((

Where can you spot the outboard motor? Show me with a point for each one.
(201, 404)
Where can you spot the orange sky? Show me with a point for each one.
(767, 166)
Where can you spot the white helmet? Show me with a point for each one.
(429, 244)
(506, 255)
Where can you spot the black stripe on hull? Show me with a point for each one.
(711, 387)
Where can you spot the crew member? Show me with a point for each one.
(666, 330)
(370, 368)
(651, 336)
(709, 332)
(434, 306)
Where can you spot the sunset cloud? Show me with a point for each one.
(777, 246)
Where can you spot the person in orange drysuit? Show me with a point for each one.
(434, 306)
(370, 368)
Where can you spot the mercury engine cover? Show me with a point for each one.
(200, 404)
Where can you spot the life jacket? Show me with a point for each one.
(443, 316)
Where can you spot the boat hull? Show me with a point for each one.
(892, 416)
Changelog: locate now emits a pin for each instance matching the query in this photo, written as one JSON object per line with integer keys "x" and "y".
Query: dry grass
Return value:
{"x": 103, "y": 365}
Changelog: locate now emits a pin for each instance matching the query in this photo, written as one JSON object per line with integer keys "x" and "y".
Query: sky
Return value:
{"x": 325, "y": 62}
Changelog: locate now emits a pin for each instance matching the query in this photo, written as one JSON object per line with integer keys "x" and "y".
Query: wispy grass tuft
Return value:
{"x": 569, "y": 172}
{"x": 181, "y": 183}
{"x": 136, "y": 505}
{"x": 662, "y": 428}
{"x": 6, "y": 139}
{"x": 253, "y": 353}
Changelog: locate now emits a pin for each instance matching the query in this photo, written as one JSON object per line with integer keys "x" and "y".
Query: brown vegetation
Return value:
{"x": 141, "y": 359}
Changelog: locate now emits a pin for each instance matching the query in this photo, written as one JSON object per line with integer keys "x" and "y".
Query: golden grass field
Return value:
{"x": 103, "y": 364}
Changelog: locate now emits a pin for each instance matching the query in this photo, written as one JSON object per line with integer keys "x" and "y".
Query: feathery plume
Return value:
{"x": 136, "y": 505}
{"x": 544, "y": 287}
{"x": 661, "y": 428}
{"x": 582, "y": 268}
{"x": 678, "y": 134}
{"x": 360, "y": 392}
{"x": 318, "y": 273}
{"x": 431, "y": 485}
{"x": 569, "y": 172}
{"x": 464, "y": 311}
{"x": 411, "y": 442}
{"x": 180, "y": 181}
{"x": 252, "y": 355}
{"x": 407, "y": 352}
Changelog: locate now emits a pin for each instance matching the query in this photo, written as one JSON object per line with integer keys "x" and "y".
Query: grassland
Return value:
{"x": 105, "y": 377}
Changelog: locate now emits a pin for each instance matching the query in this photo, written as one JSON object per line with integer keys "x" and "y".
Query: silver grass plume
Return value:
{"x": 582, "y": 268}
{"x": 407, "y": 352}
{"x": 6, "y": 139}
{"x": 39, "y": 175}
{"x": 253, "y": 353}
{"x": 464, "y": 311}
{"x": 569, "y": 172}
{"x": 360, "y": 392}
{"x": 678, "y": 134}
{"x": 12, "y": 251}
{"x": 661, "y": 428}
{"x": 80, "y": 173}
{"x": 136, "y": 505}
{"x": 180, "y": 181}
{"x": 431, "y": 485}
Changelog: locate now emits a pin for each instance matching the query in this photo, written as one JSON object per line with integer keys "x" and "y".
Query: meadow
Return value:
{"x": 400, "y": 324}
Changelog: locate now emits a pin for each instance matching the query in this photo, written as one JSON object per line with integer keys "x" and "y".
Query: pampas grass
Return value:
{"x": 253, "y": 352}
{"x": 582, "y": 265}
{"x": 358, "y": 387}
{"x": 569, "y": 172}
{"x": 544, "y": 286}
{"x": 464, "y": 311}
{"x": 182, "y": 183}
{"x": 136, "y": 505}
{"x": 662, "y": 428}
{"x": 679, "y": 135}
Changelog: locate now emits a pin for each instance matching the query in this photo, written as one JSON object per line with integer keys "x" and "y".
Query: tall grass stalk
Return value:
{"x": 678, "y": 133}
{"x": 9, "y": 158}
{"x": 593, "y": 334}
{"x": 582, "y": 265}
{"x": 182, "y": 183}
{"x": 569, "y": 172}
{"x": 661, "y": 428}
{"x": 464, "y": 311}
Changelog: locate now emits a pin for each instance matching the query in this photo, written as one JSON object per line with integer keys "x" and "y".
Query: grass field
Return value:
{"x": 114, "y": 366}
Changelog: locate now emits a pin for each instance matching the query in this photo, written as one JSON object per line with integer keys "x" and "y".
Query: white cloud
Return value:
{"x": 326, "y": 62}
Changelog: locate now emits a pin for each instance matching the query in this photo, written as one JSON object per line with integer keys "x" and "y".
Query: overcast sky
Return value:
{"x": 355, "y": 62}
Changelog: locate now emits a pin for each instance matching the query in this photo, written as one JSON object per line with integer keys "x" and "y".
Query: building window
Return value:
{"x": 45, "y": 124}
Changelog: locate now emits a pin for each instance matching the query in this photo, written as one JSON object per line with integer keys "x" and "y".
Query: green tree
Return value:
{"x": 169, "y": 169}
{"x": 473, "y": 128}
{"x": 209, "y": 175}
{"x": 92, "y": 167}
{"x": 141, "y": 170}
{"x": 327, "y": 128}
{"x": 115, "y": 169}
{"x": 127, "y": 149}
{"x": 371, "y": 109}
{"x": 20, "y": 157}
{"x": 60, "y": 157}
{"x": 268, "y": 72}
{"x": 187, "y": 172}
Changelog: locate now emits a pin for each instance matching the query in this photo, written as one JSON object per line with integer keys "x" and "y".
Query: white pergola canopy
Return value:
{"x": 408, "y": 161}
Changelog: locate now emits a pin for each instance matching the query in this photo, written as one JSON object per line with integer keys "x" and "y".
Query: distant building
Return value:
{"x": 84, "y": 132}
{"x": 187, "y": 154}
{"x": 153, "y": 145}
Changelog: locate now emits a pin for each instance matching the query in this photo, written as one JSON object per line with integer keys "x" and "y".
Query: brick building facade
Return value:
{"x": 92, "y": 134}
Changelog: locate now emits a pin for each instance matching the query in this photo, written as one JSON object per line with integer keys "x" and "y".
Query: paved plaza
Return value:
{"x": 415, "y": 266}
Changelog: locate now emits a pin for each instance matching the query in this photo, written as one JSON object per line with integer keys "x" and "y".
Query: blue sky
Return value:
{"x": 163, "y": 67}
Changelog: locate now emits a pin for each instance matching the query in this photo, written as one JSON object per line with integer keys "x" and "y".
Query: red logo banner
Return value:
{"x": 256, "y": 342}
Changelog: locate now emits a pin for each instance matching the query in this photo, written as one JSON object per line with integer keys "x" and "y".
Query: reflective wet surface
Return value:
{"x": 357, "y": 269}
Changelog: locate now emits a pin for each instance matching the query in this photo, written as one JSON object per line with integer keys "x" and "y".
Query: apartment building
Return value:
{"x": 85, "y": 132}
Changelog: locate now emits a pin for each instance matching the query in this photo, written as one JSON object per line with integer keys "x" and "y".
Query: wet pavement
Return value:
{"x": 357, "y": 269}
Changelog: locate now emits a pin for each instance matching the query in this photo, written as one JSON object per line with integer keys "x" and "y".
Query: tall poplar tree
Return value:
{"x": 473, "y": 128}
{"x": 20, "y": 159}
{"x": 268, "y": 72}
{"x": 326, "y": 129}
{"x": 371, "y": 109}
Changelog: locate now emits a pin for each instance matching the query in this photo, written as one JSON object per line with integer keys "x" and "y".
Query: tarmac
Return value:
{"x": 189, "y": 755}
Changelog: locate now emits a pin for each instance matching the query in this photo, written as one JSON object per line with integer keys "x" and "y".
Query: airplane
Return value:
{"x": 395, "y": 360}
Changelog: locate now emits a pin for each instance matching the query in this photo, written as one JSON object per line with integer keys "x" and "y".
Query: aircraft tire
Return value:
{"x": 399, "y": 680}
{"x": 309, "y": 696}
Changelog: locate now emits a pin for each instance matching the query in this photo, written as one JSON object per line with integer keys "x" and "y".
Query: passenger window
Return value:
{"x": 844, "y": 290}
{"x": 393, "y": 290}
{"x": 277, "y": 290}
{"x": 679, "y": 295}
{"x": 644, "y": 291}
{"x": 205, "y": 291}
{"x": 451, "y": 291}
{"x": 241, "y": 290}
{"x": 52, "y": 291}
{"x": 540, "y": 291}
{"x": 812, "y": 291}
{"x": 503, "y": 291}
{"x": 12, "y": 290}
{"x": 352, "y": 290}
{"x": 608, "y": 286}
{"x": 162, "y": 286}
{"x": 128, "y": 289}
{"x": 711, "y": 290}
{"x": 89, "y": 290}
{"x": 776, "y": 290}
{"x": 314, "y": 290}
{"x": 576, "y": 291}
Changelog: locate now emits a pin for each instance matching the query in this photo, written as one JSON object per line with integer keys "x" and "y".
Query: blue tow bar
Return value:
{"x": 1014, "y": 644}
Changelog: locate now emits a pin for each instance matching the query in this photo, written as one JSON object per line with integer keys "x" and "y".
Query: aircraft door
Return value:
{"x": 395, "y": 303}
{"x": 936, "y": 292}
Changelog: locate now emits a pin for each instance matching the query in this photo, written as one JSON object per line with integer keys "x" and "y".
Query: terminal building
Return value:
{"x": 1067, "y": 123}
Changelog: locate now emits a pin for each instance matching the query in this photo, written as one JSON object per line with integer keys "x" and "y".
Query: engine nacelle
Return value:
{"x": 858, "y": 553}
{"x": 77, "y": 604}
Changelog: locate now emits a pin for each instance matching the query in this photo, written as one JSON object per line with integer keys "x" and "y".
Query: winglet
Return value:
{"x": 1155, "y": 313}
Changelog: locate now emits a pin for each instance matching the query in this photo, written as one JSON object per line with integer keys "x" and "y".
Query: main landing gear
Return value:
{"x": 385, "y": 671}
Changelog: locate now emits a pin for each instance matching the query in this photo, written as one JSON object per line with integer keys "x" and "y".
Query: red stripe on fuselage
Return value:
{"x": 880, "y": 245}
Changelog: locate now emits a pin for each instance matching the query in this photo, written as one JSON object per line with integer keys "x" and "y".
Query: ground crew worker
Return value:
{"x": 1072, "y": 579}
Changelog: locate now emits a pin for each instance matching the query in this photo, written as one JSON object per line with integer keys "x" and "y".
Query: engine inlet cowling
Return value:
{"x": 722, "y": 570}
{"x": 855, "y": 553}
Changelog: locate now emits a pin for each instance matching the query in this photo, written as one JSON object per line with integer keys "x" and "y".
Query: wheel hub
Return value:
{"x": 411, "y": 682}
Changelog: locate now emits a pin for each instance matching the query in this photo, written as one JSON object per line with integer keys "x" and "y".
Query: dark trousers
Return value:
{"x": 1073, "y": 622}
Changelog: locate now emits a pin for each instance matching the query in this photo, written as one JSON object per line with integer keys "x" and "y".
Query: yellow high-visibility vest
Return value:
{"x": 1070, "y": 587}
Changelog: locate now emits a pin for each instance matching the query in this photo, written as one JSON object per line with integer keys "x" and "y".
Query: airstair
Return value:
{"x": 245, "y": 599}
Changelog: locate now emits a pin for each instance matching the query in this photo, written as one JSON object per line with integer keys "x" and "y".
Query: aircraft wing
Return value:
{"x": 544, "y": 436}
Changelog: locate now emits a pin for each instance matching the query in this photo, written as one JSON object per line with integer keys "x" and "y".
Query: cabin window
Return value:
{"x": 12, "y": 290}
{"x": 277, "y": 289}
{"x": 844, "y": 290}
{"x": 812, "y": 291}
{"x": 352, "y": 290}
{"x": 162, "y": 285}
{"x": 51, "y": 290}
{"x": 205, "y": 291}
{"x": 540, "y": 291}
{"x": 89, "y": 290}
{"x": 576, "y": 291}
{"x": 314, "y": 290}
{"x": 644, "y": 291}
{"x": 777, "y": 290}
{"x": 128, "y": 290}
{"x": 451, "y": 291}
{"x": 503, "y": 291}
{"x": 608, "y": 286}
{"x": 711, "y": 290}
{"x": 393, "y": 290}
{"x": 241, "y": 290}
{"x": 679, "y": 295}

))

*WHAT YOU SHOULD DO*
What lines above mention "field"? Copy each one.

*TASK RESPONSE*
Query: golden grass field
Query: grass field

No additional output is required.